### [Exercise]
Copy out every line of the items below, requests included, and multiply each x and y coordinate in the answers by 2.05, rounding to the nearest whole number with halves rounded up. Leave the numbers in the requests and their format samples unchanged.

### [Records for the task]
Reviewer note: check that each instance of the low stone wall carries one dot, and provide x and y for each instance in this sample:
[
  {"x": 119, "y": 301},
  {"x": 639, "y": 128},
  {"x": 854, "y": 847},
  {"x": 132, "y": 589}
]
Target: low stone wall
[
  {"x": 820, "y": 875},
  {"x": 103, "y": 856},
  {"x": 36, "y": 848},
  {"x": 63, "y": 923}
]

### [Task output]
Reviewer note: check that each instance of the low stone wall carries one dot, and provide x and y for each instance in this sample:
[
  {"x": 119, "y": 301},
  {"x": 639, "y": 128},
  {"x": 854, "y": 847},
  {"x": 132, "y": 589}
]
Target: low stone wall
[
  {"x": 1681, "y": 1794},
  {"x": 211, "y": 1755},
  {"x": 74, "y": 1738},
  {"x": 129, "y": 1892}
]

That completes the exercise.